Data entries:

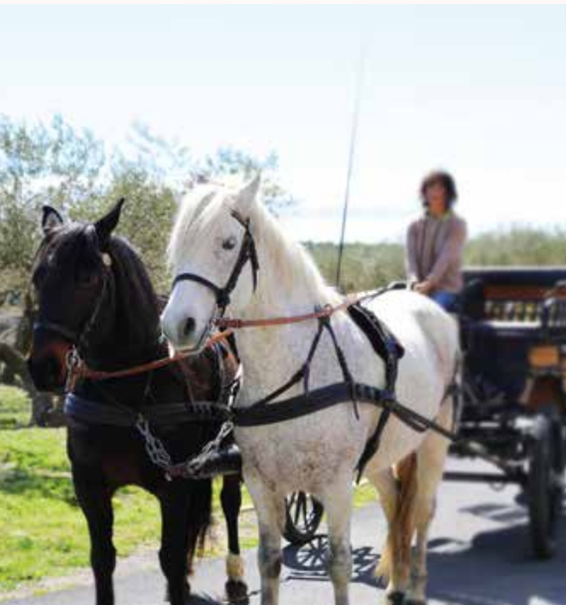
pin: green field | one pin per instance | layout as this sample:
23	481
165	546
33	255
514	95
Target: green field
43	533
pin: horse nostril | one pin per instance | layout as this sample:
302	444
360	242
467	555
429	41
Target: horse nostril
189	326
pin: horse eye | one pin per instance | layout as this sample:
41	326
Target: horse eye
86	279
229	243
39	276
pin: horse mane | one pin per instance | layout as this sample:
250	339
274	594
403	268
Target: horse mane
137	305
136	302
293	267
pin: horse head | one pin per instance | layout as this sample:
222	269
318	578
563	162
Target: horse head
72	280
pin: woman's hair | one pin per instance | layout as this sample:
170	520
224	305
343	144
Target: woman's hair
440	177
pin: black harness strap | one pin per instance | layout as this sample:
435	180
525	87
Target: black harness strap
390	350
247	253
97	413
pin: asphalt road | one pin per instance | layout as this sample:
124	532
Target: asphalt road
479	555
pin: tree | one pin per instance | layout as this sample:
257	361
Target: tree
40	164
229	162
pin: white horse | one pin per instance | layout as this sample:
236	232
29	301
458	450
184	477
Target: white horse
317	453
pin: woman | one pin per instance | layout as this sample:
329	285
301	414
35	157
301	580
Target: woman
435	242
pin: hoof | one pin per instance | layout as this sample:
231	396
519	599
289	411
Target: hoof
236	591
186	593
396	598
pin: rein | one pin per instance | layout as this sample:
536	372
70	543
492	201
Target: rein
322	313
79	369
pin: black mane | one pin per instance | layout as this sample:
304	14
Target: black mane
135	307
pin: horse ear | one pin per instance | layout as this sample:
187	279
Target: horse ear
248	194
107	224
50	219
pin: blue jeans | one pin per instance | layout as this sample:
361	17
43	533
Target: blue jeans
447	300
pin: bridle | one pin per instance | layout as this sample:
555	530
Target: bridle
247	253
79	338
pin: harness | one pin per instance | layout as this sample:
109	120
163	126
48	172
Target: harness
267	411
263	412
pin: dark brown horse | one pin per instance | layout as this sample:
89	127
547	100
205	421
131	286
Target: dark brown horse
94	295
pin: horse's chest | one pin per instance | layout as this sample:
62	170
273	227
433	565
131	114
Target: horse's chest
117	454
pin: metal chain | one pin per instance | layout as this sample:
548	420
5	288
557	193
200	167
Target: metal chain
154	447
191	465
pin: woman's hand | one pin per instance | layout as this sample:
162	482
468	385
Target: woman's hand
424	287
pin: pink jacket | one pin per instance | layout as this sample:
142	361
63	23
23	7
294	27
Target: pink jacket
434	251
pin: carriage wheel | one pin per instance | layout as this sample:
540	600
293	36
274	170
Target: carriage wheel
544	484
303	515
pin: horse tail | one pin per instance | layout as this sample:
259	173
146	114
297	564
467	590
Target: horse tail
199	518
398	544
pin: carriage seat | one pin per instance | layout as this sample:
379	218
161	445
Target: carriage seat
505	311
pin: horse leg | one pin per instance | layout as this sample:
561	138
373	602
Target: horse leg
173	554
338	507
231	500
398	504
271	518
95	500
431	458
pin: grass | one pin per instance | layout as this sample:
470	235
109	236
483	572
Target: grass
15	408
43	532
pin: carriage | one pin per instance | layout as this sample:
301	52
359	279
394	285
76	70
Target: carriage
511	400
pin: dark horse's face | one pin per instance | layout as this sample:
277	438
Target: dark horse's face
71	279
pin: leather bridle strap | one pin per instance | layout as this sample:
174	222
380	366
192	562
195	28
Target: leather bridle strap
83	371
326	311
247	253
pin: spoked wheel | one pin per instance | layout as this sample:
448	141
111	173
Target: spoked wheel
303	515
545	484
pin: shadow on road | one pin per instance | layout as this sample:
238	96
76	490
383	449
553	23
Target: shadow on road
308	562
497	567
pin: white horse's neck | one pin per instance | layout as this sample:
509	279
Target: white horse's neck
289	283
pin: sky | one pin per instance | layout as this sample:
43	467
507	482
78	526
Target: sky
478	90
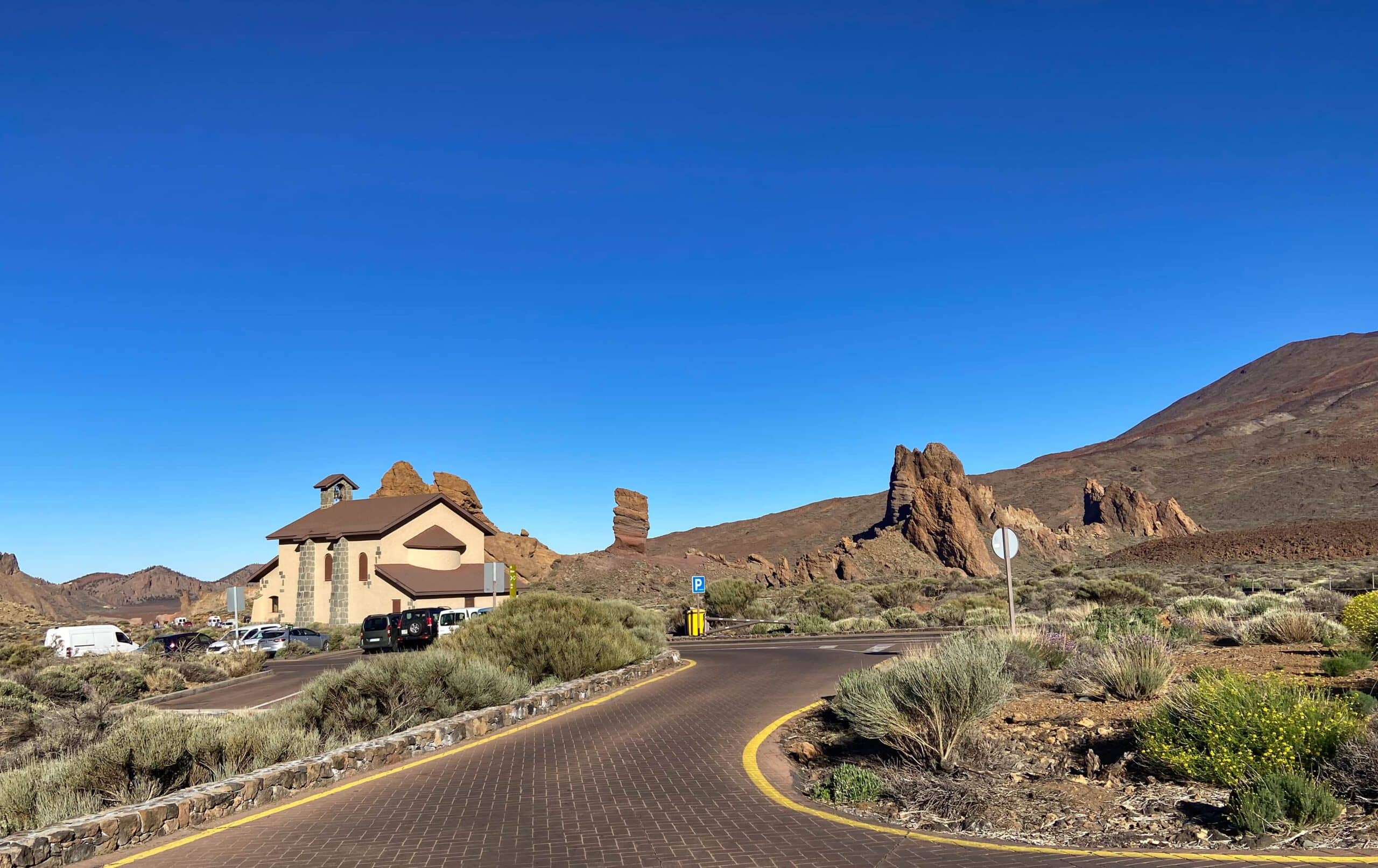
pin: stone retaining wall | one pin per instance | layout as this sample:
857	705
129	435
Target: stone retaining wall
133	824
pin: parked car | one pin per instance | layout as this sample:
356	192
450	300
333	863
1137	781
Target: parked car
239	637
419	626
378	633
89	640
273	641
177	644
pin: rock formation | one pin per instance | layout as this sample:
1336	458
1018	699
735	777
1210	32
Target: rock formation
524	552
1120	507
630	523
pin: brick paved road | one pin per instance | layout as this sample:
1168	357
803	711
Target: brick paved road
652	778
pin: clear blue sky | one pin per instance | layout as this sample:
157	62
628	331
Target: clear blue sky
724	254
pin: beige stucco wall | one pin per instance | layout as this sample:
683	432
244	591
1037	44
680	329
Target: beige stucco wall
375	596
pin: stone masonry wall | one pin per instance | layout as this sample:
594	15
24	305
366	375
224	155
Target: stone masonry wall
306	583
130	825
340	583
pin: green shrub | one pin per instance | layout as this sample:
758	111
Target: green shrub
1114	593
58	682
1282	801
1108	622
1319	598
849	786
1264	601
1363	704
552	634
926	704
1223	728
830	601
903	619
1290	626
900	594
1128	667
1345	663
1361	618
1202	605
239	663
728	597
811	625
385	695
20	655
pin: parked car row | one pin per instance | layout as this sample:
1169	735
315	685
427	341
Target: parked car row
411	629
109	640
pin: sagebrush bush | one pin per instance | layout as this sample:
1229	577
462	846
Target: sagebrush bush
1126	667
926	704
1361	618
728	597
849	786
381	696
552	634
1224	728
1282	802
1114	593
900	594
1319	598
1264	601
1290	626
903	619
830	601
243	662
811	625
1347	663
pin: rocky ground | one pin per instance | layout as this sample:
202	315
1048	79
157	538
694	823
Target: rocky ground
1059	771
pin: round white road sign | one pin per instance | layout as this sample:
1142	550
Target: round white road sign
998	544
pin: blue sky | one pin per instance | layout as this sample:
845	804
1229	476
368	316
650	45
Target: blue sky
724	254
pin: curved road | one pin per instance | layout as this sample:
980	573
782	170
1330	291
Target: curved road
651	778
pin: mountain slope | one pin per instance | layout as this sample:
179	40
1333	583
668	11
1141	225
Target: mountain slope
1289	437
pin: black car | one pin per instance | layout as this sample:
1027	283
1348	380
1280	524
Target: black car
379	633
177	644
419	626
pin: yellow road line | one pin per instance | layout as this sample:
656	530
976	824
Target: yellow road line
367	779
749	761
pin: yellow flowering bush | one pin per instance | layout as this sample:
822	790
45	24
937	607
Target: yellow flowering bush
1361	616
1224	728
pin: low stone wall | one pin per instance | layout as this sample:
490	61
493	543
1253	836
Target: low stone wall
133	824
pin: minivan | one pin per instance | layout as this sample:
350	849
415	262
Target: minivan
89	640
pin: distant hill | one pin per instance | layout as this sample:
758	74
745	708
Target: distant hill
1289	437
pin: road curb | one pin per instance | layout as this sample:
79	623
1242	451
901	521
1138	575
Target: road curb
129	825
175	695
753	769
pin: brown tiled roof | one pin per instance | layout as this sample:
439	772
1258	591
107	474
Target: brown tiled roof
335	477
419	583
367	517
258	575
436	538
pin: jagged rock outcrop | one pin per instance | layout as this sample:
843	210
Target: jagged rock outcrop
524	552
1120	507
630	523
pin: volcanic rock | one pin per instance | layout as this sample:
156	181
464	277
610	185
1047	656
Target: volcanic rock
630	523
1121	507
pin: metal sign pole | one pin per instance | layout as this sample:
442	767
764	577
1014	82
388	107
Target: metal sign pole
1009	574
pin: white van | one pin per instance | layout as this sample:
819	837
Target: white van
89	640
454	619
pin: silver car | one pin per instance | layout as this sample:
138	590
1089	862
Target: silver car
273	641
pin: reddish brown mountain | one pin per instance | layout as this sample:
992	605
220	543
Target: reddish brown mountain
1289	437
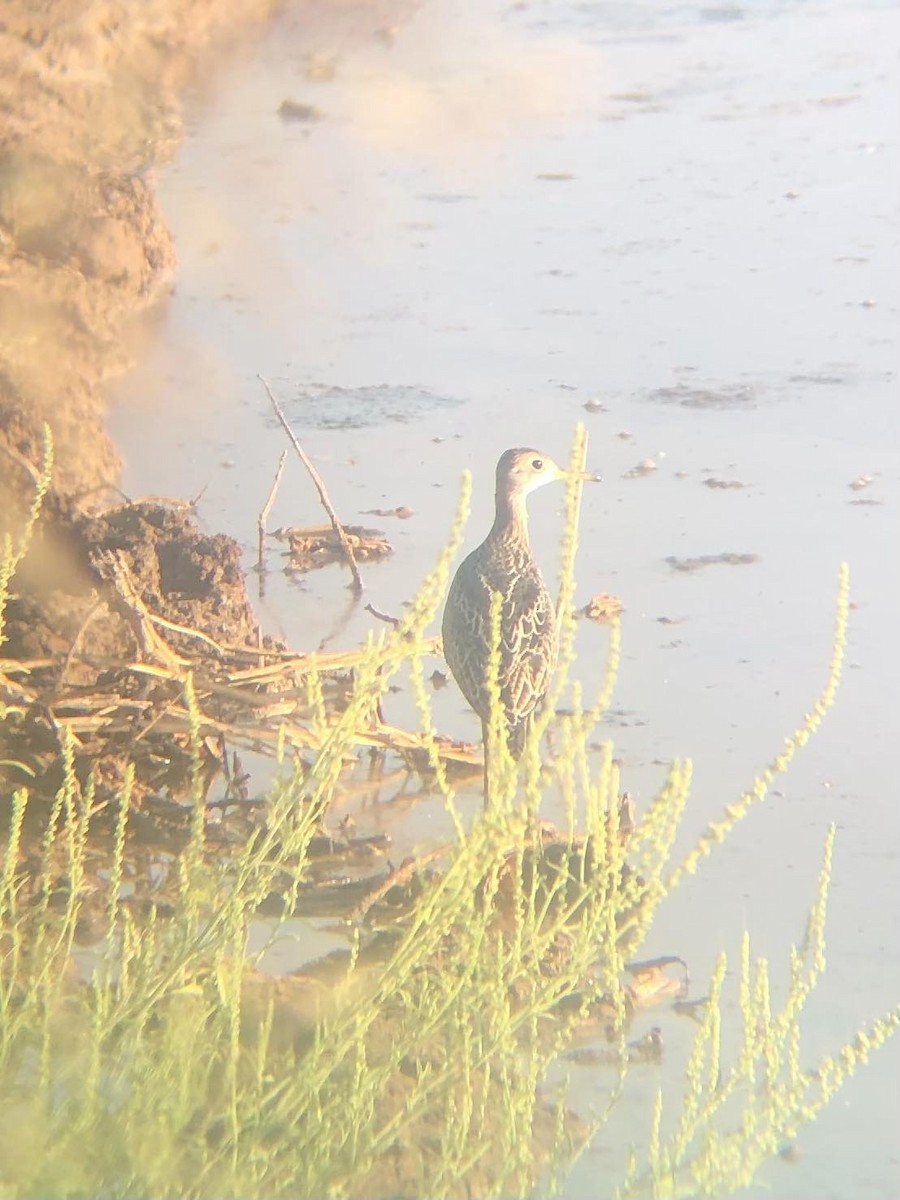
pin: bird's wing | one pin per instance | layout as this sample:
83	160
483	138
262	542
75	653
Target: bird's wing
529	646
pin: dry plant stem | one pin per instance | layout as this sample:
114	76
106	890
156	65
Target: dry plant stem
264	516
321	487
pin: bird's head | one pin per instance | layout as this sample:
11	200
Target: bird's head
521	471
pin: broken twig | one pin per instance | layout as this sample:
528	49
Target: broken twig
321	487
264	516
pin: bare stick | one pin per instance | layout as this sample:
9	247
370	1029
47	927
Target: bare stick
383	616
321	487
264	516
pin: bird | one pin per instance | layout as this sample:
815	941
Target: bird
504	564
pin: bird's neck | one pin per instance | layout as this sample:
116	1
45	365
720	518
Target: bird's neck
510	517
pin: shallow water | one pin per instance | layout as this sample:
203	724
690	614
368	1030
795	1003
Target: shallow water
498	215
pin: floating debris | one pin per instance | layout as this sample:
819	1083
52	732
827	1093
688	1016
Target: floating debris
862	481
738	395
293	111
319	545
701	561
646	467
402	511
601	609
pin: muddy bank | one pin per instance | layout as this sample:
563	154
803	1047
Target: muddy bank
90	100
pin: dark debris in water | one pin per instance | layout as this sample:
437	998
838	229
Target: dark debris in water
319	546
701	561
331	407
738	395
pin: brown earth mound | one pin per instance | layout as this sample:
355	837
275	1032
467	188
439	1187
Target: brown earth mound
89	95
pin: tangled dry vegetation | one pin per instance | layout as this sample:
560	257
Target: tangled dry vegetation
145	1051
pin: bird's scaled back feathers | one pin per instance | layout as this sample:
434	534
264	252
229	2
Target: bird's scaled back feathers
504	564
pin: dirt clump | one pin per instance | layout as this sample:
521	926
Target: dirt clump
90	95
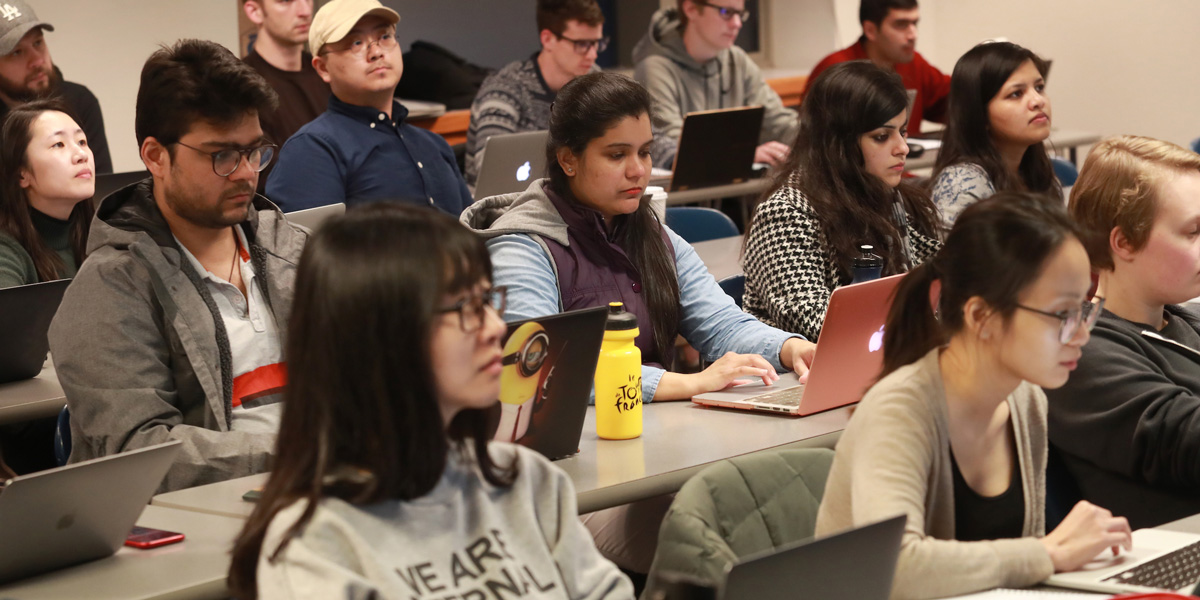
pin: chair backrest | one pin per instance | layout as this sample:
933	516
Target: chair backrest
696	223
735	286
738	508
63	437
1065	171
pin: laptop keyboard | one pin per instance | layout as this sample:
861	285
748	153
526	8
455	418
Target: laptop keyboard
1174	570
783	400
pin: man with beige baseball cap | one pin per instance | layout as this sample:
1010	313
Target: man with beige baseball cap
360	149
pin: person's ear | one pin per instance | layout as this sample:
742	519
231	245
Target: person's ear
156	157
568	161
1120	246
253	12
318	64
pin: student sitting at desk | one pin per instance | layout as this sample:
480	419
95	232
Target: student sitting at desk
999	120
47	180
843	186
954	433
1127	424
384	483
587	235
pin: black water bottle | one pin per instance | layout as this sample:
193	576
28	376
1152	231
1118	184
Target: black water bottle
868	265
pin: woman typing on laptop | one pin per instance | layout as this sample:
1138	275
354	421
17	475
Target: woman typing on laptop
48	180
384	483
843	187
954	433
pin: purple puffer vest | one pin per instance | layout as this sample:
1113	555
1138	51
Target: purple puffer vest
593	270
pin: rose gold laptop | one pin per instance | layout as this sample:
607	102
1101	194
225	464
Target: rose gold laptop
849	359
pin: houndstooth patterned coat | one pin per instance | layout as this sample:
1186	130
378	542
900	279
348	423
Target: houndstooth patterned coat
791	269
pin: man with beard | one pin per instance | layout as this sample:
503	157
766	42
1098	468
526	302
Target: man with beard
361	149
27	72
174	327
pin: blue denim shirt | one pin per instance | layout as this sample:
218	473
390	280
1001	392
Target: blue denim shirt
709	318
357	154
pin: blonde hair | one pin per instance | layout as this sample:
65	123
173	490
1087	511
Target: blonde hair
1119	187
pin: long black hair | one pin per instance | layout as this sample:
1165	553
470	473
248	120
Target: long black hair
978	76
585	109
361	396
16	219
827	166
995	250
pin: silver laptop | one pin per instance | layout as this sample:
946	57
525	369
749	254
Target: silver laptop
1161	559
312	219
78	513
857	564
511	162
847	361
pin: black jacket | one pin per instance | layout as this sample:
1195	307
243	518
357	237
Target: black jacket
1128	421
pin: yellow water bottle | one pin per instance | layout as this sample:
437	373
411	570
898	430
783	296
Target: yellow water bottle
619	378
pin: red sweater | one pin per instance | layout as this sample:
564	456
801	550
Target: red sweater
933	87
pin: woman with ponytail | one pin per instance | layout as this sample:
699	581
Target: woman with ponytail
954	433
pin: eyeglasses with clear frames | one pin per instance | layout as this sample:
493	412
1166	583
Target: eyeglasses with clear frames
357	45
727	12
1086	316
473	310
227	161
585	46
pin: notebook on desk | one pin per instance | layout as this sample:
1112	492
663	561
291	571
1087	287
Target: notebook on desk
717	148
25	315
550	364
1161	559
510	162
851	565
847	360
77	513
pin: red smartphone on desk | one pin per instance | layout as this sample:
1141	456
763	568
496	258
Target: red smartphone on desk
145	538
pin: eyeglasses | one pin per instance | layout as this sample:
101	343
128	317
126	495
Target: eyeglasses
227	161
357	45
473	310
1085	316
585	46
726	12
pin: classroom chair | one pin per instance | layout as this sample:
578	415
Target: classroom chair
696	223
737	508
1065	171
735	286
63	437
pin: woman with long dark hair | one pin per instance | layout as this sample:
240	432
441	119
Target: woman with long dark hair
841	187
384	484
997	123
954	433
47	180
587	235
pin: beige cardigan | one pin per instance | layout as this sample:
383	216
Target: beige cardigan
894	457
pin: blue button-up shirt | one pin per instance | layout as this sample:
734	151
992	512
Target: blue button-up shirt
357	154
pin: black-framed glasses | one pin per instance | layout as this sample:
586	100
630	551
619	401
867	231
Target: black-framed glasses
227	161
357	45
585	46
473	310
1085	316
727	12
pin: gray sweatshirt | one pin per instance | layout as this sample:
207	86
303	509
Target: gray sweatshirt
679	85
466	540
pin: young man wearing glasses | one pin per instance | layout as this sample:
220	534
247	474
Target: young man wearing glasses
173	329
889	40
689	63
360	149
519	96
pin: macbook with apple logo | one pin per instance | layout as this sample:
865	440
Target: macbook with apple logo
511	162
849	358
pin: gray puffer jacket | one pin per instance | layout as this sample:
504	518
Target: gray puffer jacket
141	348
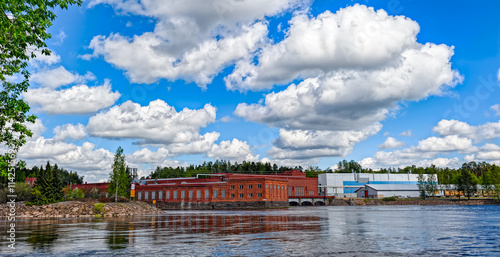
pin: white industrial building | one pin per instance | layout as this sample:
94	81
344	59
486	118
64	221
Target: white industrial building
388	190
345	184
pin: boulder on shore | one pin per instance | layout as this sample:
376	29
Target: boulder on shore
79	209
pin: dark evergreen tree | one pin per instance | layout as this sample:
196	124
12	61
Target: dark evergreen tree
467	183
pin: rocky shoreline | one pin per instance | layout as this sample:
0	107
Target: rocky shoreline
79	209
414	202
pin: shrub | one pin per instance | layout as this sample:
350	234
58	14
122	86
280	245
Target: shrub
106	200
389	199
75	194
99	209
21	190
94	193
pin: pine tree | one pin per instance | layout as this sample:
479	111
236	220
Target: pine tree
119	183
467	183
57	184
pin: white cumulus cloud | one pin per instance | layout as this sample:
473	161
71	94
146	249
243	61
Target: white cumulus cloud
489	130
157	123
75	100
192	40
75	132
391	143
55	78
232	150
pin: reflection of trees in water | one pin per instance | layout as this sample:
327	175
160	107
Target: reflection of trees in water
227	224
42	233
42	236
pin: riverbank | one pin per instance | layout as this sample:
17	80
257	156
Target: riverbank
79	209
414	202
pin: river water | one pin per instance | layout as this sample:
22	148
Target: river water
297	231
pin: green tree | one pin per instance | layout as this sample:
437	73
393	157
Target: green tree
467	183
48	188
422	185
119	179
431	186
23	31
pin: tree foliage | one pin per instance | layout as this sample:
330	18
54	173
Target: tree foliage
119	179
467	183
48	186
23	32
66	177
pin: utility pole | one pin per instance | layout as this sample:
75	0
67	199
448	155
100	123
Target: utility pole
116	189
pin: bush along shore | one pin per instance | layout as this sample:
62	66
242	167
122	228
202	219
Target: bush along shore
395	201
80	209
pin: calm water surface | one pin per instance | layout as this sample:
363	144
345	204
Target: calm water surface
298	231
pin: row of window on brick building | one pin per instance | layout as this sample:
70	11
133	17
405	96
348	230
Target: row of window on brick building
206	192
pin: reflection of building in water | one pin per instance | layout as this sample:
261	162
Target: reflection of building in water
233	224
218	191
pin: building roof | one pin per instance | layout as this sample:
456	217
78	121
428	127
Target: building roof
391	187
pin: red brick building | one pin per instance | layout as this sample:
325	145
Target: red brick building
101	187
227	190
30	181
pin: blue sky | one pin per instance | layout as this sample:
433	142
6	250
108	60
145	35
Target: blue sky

WRITTEN REQUEST — Everything from the line containing "pin: green tree" to the end of the records must be written out exactly; include both of those lines and no others.

RESULT OF THE EXERCISE —
pin: green tree | one pin per instance | layout as this sample:
437	73
393	157
Target: green tree
467	183
48	188
422	185
119	179
431	186
23	31
pin: tree foliage | one pin per instance | layout as this sample:
330	18
54	173
Target: tree foliage
119	179
467	183
48	186
23	32
66	177
pin: utility pole | one pin per instance | layout as this sample:
75	0
67	199
448	155
100	123
Target: utility pole
116	189
pin: bush along shore | one pin per instance | layout as this sample:
62	66
242	167
122	228
202	219
Target: bush along shore
395	201
80	209
pin: calm water surface | one pin per instance | layout as this sample:
363	144
345	204
Target: calm water surface
298	231
pin: row of window on brick building | one pin per instance | layout as this sample:
70	11
133	17
405	96
348	230
Target: row of window on brick building
206	192
pin: reflection of building in water | one pin per instance | layout as this sample:
261	162
Target: reflection of building in water
233	224
218	191
pin: building roof | one pin per instance | layout as this sample:
456	217
78	121
428	127
Target: building roof
391	187
pin: red brick building | one pin per instance | layout as this sample:
325	145
Target: red brick building
101	187
227	190
30	181
pin: blue sky | one pin per instance | layout as this sample:
433	142
6	250
108	60
145	35
Target: blue sky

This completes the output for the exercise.